▶ _TASK REQUIREMENTS_:
Take the data that follows and retype it word for word.

▶ _RECORDS FOR PROCESSING_:
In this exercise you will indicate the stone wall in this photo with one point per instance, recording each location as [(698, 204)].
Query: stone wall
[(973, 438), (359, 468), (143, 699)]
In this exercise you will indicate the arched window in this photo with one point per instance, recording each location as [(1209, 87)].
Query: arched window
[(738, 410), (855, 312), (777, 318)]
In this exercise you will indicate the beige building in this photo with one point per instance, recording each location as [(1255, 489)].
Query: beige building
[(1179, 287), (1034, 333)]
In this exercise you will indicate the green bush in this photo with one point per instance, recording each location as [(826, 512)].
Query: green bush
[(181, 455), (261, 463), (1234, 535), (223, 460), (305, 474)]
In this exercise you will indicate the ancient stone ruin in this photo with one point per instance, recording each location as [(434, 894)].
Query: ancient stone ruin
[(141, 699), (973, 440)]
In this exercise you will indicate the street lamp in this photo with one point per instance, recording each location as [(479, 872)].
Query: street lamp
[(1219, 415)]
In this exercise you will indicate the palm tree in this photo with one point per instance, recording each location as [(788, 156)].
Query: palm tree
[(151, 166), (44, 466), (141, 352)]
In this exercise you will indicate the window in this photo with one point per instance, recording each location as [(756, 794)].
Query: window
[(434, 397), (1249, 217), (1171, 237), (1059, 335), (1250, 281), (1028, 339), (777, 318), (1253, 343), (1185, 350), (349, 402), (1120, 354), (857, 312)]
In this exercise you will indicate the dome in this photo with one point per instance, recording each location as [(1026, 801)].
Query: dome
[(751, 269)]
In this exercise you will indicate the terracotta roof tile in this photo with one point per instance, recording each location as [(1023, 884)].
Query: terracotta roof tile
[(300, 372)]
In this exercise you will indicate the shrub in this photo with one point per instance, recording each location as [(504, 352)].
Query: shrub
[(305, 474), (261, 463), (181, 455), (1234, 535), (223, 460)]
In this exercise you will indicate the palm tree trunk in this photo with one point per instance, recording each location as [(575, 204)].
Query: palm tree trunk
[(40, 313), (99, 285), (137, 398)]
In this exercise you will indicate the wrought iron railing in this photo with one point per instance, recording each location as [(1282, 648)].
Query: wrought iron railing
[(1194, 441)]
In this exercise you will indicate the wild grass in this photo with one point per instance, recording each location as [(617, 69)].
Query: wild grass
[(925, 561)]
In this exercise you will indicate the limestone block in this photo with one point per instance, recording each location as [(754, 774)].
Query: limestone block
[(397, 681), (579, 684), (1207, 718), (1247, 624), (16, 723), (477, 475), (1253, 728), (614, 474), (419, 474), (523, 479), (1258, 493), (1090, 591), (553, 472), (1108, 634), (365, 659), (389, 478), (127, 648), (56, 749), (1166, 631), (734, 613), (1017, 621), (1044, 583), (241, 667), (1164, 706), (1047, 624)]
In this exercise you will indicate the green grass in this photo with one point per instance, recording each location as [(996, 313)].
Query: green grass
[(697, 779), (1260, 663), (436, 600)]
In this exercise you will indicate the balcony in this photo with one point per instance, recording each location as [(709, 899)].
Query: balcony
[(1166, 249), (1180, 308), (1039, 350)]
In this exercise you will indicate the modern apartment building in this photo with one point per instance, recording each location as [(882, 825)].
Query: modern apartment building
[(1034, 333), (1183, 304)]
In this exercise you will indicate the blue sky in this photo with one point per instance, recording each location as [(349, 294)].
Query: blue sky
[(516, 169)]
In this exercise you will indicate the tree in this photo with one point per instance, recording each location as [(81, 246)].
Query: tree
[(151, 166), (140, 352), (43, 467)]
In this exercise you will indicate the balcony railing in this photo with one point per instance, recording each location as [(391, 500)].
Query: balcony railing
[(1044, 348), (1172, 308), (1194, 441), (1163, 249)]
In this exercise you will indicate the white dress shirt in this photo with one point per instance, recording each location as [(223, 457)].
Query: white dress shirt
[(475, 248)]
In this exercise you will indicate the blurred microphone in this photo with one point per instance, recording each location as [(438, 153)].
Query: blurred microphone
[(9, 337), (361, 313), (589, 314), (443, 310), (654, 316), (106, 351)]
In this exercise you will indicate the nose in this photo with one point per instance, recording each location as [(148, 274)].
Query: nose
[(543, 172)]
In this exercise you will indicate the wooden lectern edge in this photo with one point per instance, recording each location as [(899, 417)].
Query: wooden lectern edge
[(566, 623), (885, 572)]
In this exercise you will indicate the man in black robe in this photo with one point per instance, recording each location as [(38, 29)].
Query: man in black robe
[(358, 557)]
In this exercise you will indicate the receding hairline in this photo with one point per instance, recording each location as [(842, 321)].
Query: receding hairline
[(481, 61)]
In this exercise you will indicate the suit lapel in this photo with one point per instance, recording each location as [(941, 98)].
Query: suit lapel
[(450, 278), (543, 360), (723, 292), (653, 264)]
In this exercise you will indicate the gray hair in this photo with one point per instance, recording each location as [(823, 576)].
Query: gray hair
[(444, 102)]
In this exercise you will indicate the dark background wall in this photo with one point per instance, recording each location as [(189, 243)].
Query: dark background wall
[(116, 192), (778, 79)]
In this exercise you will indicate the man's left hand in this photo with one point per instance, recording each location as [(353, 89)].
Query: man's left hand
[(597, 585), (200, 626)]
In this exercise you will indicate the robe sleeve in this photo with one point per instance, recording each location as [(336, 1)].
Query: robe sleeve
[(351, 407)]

▶ _SOLUTION TO THIS TASK_:
In this exercise you will indicate the stone wall in this photo with one point per instance, recording each location as [(698, 204)].
Query: stone wall
[(973, 438), (359, 468), (143, 699)]
In this exercise you will indicate the arched window in this photo with one point per instance, recording each location as [(1209, 87)].
Query: arched window
[(738, 410), (855, 312), (777, 318)]
In this exercise you will indicate the beige building in this photo with one point per instance, recording each location as [(1255, 489)].
Query: beige building
[(1179, 287), (1034, 333)]
In this exercise you will indicate the green bush in this photo with one point per instance, recording each location as [(826, 512)].
Query: green bush
[(181, 455), (261, 463), (1234, 535), (223, 460), (305, 474)]
In this exercise you will indicate the ancient stone ruin in this photo with one point per instance, recording each location as [(434, 894)].
Query: ancient stone ruin
[(141, 699), (973, 440)]
In this exercise you will indicate the street lamp in this photo with one point per instance, recording each location as [(479, 872)].
Query: street lamp
[(1219, 415)]
In this exercise you will indicate the palm tree in this photo with one point per instance, recording each location as [(788, 156)].
Query: palm tree
[(151, 166), (44, 466), (141, 352)]
In this exercise you will indicate the window in this photo with one point per instance, recording each location as [(756, 794)].
Query: window
[(434, 397), (1249, 217), (1171, 237), (1059, 335), (1250, 281), (1028, 339), (777, 318), (1253, 343), (1185, 350), (349, 402), (1120, 354), (857, 312)]
In this exercise you will indicate the dome in this photo with one point per instance, recording each location as [(1026, 801)].
Query: dome
[(751, 269)]
In this exercise you will indicate the terracotta roof tile in this photo with one point per instance, recording each location as [(1023, 884)].
Query: terracotta roof tile
[(300, 372)]
In this exercise you will indicate the shrub in this photo with one point per instance, recording each location as [(504, 352)].
Query: shrub
[(305, 474), (261, 463), (181, 455), (1234, 535), (223, 460)]
In this exercise you will indicate the palm tree trunk in this photo with one point per instance, recording each location as [(575, 204)].
Query: palm tree trunk
[(40, 313), (99, 285), (137, 398)]
In this exercise you will indicate the wrought iron railing in this photo with one point per instance, recording each location as [(1282, 648)].
Query: wrought iron railing
[(1194, 441)]
In this exercise you will indicate the wild grass in this photo with one point per instance, recording each location as [(617, 69)].
Query: wild grass
[(925, 561)]
In this exercise you will indicate the limestone block in this photo with one point per instance, recording each location as [(754, 774)].
Query: limestone block
[(397, 681), (579, 684), (1207, 718), (1247, 624), (16, 723), (477, 475), (1253, 728), (614, 474), (419, 474), (523, 479), (1258, 493), (1090, 591), (553, 472), (1108, 634), (365, 659), (389, 478), (127, 648), (56, 749), (1166, 631), (734, 613), (1017, 621), (1044, 583), (241, 667), (1164, 706), (1047, 624)]
In this exercise you will indicate the green grass in this photo with one point per instance, recording each location as [(996, 313)].
Query: green grass
[(697, 779), (1260, 663), (436, 600)]
In this exercise you will indicate the balcony in this photo with one point per instance, recording each location as [(709, 899)].
Query: balcony
[(1166, 249), (1180, 308), (1039, 350)]
In this exercise you will indicate the modern apartment building in this photo with one point per instance, recording each location as [(882, 825)].
Query: modern apartment building
[(1034, 333), (1183, 304)]
In this exercise you will indicate the blue sky in this photo with one point per instance, recording each location as [(349, 294)].
Query: blue sky
[(516, 169)]
In this exercise you will indicate the tree in this photo with one point per instance, recording each location as [(81, 246)].
Query: tree
[(151, 166), (140, 352), (43, 467)]
In this exercise you will indicate the balcony railing in this photo with one point per instance, recording each location as [(391, 500)].
Query: balcony railing
[(1044, 348), (1172, 308), (1194, 441), (1163, 249)]
In this exercise you will indicate the white dress shirt in this photo with one point per instance, recording each location as [(223, 457)].
Query: white dress shirt
[(475, 248)]
In this exercise you will indicate the blurred microphone in this photo with one point per instance, recording each location as [(438, 153)].
Query: blurred microphone
[(9, 337), (361, 313), (589, 314), (443, 310), (654, 316), (106, 351)]
In this exercise you will indicate the nose in this photo with one point per instance, recording each location as [(148, 274)].
Query: nose
[(543, 172)]
In this exercise you will indicate the wooden lectern edge in this photo with one point per instance, recording each location as [(899, 417)].
Query: wooden lectern edge
[(566, 623), (885, 572)]
In this exercise you will indicate the man in black robe in this photo with one point per instance, recording each location as [(38, 29)].
Query: man in black robe
[(358, 557)]
In this exercise you will indicate the receding hairline in this photo with one point per instance, recording each location as [(842, 321)].
Query: receding hairline
[(481, 61)]
In this exercise you will indicate the suit lapel in this photo with one point per instance, recording each location as [(941, 98)].
Query: suit lapel
[(450, 278), (543, 360), (723, 292), (653, 264)]
In this exercise you will indicate the gray hair in this photo with one point per instance, recording each location as [(823, 576)].
Query: gray hair
[(444, 102)]
In this exercise you will indicate the dark background wall in this photo with one point per instance, recording each location as [(189, 243)].
Query: dark background wall
[(116, 192), (778, 79)]
In this exercise you will indicate the man's left hand in this photo with one point per instance, recording each location as [(353, 89)].
Query: man's left hand
[(597, 585), (200, 626)]
In this exercise you will indicate the robe sleeve in this photo with one point per instance, recording each location as [(336, 1)].
Query: robe sleeve
[(351, 407)]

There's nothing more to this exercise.